◆ **WRITTEN REQUEST**
Rewrite the records below, substituting "col" for each occurrence of "column" and keeping every other character as it is.

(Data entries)
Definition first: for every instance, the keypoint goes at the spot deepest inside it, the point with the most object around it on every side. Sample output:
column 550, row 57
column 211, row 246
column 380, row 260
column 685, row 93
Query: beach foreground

◆ **RESULT FOR THIS EXERCISE**
Definition first: for every instance, the keypoint goes at the spot deepest inside it, the point with the most object around it on every side. Sample output:
col 550, row 57
col 211, row 246
col 380, row 260
col 685, row 93
Query: beach foreground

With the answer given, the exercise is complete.